» **What is needed**: Find "point: front gable, one" in the records that follow; print that line and each subsequent line through the last one, verbatim and with nothing added.

------ Records provided

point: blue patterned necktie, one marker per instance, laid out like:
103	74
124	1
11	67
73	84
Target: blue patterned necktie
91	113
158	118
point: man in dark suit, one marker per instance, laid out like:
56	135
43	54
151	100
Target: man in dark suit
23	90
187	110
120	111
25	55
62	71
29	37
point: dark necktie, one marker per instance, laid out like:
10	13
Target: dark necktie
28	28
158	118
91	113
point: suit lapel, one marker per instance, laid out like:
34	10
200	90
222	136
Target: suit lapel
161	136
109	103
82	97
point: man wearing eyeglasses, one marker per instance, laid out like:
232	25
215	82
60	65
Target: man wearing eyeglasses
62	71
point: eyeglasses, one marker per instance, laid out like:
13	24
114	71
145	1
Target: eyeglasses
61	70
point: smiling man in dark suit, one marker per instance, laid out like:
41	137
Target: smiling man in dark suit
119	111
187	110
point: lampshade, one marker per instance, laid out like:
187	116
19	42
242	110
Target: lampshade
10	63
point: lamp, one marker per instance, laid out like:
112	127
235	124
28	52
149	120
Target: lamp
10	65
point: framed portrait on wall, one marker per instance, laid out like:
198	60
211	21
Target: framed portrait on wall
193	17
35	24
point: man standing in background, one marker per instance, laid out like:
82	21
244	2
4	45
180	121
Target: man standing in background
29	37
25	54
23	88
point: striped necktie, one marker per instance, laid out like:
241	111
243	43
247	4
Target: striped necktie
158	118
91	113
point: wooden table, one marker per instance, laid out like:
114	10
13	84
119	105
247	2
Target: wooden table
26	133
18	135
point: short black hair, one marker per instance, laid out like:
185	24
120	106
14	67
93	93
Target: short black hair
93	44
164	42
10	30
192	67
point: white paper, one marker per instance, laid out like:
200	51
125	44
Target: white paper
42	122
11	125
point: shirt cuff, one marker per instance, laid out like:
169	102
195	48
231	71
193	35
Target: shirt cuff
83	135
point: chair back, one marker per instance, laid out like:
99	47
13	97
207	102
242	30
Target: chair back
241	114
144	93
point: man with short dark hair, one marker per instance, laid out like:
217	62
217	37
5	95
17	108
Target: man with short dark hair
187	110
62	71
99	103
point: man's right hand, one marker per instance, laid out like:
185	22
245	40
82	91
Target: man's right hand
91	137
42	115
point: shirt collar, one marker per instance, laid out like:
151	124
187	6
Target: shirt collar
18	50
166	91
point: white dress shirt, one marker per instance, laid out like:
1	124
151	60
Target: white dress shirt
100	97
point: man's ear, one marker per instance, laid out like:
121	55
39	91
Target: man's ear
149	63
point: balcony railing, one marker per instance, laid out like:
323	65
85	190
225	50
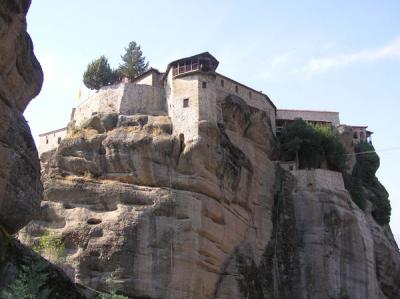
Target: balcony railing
188	67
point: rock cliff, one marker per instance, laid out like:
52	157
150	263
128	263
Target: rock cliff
141	211
21	190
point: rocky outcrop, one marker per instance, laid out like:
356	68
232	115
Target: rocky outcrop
141	211
21	190
20	80
144	212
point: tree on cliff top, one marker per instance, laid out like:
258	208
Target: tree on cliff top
312	146
133	62
99	74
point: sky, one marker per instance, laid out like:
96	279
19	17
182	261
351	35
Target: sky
323	55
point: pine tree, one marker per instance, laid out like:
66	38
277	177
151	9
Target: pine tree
99	74
134	63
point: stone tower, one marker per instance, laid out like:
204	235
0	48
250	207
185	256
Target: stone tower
191	93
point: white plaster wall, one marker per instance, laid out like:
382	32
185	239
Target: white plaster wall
317	179
184	120
256	100
49	141
323	116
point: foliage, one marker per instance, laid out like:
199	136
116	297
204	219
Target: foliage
112	295
133	62
99	74
367	162
312	146
380	198
51	247
363	184
251	279
355	188
29	284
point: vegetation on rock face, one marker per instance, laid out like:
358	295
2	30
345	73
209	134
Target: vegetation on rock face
51	247
29	283
354	186
312	146
133	62
278	271
365	169
99	74
112	295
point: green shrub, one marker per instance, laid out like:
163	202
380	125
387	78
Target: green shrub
133	62
367	162
99	73
51	247
312	146
29	283
112	295
355	188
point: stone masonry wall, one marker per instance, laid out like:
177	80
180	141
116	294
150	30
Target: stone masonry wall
184	119
251	97
143	99
124	98
105	100
323	116
319	179
50	140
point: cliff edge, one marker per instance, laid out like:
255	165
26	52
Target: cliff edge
141	211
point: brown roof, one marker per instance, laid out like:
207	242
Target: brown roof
150	70
52	132
241	84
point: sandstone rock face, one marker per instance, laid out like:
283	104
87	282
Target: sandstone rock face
143	212
146	213
21	190
20	80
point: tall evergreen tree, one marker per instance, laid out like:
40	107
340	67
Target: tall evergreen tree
99	74
133	62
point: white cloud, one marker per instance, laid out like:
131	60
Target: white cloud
316	65
273	68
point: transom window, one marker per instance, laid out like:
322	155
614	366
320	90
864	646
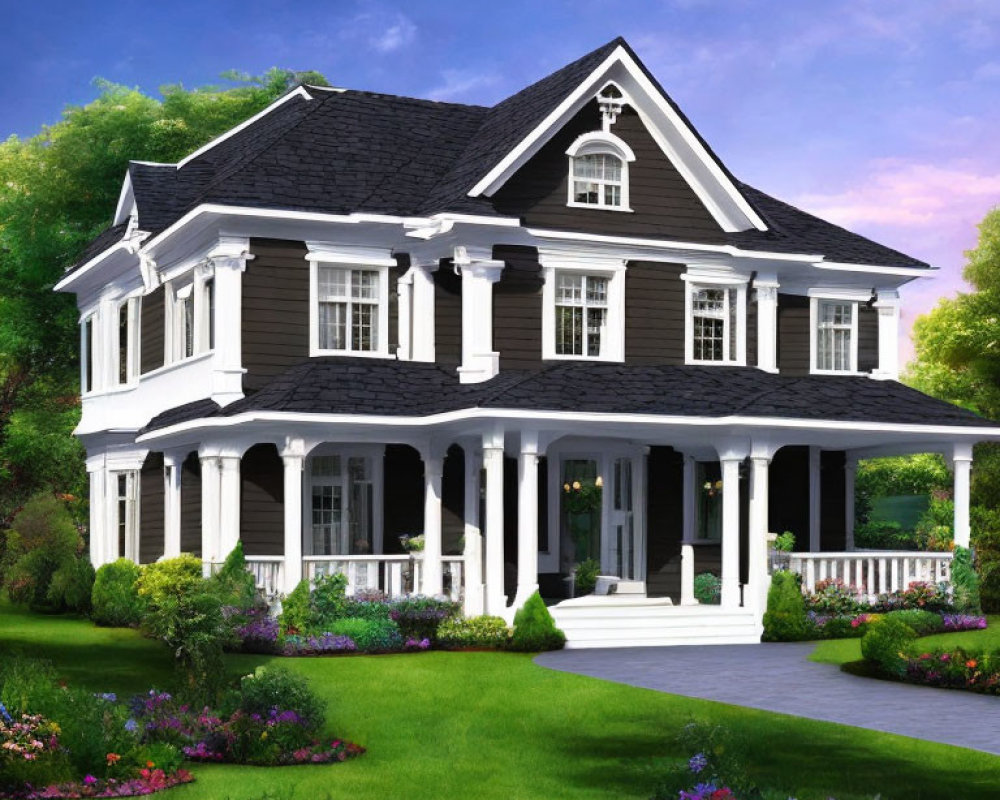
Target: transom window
348	309
581	314
597	180
714	323
835	335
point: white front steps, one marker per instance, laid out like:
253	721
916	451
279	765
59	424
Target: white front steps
622	621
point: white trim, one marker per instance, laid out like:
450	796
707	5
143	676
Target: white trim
299	91
613	344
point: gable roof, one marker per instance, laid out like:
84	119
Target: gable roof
348	151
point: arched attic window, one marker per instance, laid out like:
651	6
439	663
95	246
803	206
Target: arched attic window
598	171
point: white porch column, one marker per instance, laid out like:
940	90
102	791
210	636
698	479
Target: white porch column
850	473
229	504
815	518
731	530
210	507
767	323
527	519
887	305
757	555
229	259
962	465
293	458
479	272
688	519
473	534
431	578
496	600
172	504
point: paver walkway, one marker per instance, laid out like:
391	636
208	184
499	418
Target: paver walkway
779	677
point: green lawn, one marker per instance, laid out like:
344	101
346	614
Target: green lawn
495	725
842	651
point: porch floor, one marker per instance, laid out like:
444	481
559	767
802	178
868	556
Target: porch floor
779	677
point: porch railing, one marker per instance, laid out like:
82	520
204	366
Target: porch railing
872	572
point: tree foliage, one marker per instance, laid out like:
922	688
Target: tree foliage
58	189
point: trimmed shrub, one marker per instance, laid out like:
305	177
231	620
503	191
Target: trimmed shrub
484	631
370	635
785	619
885	645
707	588
964	582
115	600
534	628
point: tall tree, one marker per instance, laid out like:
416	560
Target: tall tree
58	189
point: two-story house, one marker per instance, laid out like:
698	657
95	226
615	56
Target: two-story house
552	330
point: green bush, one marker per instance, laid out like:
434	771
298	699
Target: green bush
964	583
885	645
71	585
369	635
484	631
922	622
534	628
585	577
785	619
707	588
115	600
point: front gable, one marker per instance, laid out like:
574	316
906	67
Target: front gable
662	203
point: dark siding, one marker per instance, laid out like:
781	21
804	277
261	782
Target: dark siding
793	334
151	509
447	317
403	509
663	204
275	319
867	338
654	313
262	501
833	536
788	494
517	309
152	331
191	505
664	522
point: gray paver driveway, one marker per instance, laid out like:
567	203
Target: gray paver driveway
779	677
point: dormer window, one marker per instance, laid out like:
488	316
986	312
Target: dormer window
598	171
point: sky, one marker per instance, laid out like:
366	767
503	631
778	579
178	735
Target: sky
878	115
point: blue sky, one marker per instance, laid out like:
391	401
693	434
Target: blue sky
881	115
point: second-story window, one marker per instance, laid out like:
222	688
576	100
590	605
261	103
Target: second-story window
349	309
581	309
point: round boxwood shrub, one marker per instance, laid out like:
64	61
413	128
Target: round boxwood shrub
885	645
785	619
534	628
115	598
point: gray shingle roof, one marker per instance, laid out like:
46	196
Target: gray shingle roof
399	388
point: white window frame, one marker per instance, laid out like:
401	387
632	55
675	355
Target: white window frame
854	299
600	143
697	282
380	266
613	345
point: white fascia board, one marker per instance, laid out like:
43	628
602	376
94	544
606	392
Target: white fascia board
533	142
574	418
298	92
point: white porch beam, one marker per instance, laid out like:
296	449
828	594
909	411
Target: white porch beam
961	460
293	459
432	578
767	323
527	519
496	600
815	518
473	534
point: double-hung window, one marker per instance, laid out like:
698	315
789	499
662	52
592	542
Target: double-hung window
834	334
716	323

------------

» **Written answer**:
point: front gable, one marker per instance, laid out like:
574	316
906	67
Target: front gable
662	203
point: dark siding, one marker per instance, laid out like:
781	21
804	277
261	782
Target: dark siding
793	334
151	509
447	317
403	509
663	204
275	319
867	338
654	313
262	501
833	536
788	494
517	309
152	331
191	505
664	522
point: gray paver driveway, one marker per instance, laid out like:
567	203
Target: gray paver driveway
779	677
point: dormer window, one marker per instance, laid out like:
488	316
986	312
Target: dormer window
598	171
point: sky, one marker per instance, laid out like:
366	767
503	631
778	579
178	735
Target: sky
878	115
point: blue sky, one marker per instance, laid out like:
391	401
693	434
Target: blue sky
881	115
point: second-story window, one marker per instance, laid out like:
222	688
576	100
590	605
261	103
Target: second-story window
349	309
581	309
point: round boxwood shrub, one marker per instance, laid out like:
64	61
413	128
Target: round boxwood shrub
885	645
785	619
534	628
115	598
point: gray shingle roof, one marker per instance, laid out like:
46	196
Target: gray shingle roof
399	388
point: white window frame, one marker per instance, laid out like:
401	387
632	55
675	355
Target: white window frame
854	299
600	143
697	282
380	266
613	345
point: white fascia board, one marker per instance, laid out like:
43	628
602	376
94	544
606	392
Target: white fascia board
533	142
574	418
298	92
point: white porch beam, one marker per instance, laid out like:
296	449
828	594
909	411
Target: white porch beam
961	460
293	459
432	578
767	323
527	519
496	600
815	518
473	534
point: double-hung window, one marker per instance, laid out like:
698	315
789	499
662	52
592	542
Target: double-hung window
834	334
716	323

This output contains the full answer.